Awu Blazing a Trail Through Sport and Education

University of Cape Town’s Sport Co-ordinator, Mel Awu is determined to change lives through sport as she continues to blaze a trail in the industry.

Awu has worked in sports administration at five different tertiary institutions across the country while serving on the national committees of USSA Squash, USSA Chess, USSA Athletics and USSA Rugby.

She also donned the coveted green and gold blazer when she managed Team South Africa at the 2018 FISU World University Rugby 7s Championships in Swakopmund, Namibia.

Awu reveals apart from her job as a sports administrator, she is a life-long student and has continued with her studies – currently embarking on a BTh – Theology Degree – to add to her growing list of qualifications.

As an advocate for equality in sports, Awu believes women need to stand together and work as a community in order to make a change and uplift one another.

Speaking with Celine Abrahams, Awu reveals what keeps her motivated to stay on top of her game and lists women in sport who inspire her.

Mel, it is great to chat to you! The last time you blogged on gsport, you took us through your background and revealed a number of qualifications that you obtained apart from your Sports Management degree. Have you added another feather to your cap since then?

I am about to embark on a BTh – Theology Degree. I am a big advocate of Sport Ministry – this brings together two things that I call – my Call – Sport and Ministry. I have also completed training in Sports Chaplaincy – from Sports Chaplaincy SA, this is very important part for me in my journey in Sport Ministry. The beauty about Sports Ministry is that you can Minister neutrally – i.e to all religions, it’s not just Christianity.

I am also an active Toastmasters, leading The Breakfast Club Toastmasters, as the Club President – I work through various Modules in Public Speaking – under my belt I have Visionary Communication, Innovative Planning, and I am now on Presentation Mastery. These stretch me, as I need to be an excellent communicator as a leader, and this allows me to train in Public Speaking. Toastmasters is an International organisation.

Why has it been so important for you to continue studying?

“I believe I am a life-long student, and as long as I have breath, I can learn, especially working in the university space.” – University of Cape Sport Co-ordinator, Mel Awu

I believe I am a life-long student, and as long as I have breath, I can learn, especially working in the university space. I would also love to study photography. I have this special relationship with a DSL camera – it was love at first flash! Capturing sporting moments is just something beyond words – respect to all sport photographers 👏

Please tell us about your current role in sports and what the journey has been like to be where you are today.

I am a Sport Co-ordinator at University of Cape Town, and I love it! I have always loved CT, and when the opportunity came, I jumped! I look after 10 Sports Club – Athletics, Canoe, Hockey, Golf Mountain & Ski, Rowing, Sailing, Swimming Underwater and Waterpolo. This is so exciting, as I have never played some of these sports, so it forces me to learn them, as I am responsible for their well-being.

It involves organizing tournaments, student recruitment, club outreach programs, budgeting, meetings and so much more. What I love is that, how students are happy to try new sports at Varsity, and we have to make sure we provide a safe space for e.g a Novice in Rowing, Golf and Mountain & Ski. University is about trying new things, making sure students leave Varsity with great memories – I still don’t feel like I have a job, I feel like I do what I love, and happen to get a cheque at the end of the month!

Every career comes with ups and downs. What have been some of your low moments?

**What you need to do:**
- 1) In the interview with Mel Awu, where were the 2018 FISU World University Rugby 7s Championships held?
- 2) Carry the interview with Mel Awu forward from its last sentence.
The lines after this note aren't needed.

**Source information:**
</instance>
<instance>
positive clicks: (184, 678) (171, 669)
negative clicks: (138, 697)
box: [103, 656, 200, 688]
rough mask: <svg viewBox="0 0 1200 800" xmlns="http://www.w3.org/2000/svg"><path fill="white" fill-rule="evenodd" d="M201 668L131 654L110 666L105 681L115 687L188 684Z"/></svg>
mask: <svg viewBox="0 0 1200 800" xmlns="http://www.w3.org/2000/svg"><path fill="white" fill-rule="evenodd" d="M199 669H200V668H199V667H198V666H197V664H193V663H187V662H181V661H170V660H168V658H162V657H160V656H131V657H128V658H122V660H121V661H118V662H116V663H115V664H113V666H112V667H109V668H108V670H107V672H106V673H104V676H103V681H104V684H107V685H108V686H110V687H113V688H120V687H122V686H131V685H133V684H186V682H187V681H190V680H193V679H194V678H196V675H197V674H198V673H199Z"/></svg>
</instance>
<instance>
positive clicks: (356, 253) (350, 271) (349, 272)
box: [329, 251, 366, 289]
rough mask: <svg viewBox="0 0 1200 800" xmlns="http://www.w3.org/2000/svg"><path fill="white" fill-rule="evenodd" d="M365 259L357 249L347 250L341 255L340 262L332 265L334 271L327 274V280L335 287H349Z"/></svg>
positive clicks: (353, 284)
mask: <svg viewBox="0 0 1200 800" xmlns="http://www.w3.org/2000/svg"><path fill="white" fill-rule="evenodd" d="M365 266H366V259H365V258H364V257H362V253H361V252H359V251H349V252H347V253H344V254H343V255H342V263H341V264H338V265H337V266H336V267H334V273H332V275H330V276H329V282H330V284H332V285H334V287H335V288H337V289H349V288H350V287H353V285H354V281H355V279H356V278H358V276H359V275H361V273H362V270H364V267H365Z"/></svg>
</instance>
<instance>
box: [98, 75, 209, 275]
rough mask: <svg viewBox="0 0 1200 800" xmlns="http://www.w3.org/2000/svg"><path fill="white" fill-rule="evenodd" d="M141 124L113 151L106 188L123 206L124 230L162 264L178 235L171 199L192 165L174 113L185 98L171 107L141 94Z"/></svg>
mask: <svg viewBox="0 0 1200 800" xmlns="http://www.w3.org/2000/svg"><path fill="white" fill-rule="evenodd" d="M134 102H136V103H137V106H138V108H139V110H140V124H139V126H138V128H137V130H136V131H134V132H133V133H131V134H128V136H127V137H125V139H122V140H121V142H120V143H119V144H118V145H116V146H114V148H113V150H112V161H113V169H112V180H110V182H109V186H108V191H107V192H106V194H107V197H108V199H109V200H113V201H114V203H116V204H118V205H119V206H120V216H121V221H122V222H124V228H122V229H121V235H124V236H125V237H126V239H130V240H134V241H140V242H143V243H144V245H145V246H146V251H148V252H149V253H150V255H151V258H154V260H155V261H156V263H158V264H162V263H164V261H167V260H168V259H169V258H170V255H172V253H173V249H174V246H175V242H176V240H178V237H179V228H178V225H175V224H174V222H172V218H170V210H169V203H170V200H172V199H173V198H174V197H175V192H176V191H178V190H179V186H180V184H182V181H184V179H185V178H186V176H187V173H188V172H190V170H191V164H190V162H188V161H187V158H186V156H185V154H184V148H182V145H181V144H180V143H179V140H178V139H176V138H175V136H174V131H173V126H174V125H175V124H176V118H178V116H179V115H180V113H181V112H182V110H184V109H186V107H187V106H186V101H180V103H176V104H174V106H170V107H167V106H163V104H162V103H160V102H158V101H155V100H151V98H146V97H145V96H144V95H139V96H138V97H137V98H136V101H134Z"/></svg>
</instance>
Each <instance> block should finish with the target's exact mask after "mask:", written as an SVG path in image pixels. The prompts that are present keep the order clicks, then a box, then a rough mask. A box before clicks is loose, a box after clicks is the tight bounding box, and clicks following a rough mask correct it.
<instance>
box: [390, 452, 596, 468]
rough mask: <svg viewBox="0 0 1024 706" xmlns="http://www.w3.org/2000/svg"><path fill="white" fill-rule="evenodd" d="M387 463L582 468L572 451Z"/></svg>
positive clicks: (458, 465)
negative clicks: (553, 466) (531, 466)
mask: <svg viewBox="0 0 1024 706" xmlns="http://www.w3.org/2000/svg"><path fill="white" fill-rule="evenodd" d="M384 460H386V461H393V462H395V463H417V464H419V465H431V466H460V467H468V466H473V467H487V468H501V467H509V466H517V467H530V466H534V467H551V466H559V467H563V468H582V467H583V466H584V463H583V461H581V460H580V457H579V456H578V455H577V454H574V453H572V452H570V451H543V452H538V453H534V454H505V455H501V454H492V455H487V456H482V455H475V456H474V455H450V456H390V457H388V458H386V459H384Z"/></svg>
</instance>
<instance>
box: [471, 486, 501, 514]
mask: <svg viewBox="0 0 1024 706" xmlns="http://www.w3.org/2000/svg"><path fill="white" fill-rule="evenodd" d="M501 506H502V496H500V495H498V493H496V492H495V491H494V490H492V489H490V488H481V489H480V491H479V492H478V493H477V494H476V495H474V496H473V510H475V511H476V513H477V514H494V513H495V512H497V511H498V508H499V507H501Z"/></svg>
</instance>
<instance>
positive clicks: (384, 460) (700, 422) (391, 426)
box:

**Activity answers:**
- 1) Swakopmund, Namibia.

- 2)
Funding constraints – being limited by a budget, not be able to offer a student a bursary is the hardest thing ever. They have the talent, but maybe their family can’t afford – fortunately sometimes student loans help.

How have you been able to find ways to generate other means of funding apart from student loans?

Rentals of equipment, hosting events, partnerships etc, so we as a team with the students explore these other possibilities.

To date, what are some of your biggest highlights?

Convincing a potential sponsor to partner with us on an event – the company was not convinced, so I asked for a face-to-face meeting. After the meeting I left there smiling, with a partnership that we are growing – that was a small pat on my back. I have always heard of people doing this, so for me, to finally have done it, I sat in my office smiling for days, it wasn’t much, but it’s the relationship, and the growth that was born. Another one was hosting a Western Province League Race (UCT 10km Memorial Race) and getting a rating of 7.3 (out of 10) – my first time ever. I had never managed athletics, so I was extremely proud!

Which women in sport inspire you and why?

Ms Nomsa Mahlangu, Ms Yoliswa Lumka and Ms Ilhaam Groenewald – these are the three of the women Heads of Sport in university in SA currently. Outside of university sport, it has to be Kass Naidoo. I don’t think she realizes what an impact she has on us as women. I grew listening to her commentate cricket, and to have her give women a platform as this – nationally and internationally – is amazing! She has had many challenges, but she is still standing, still smiling, and still making waves!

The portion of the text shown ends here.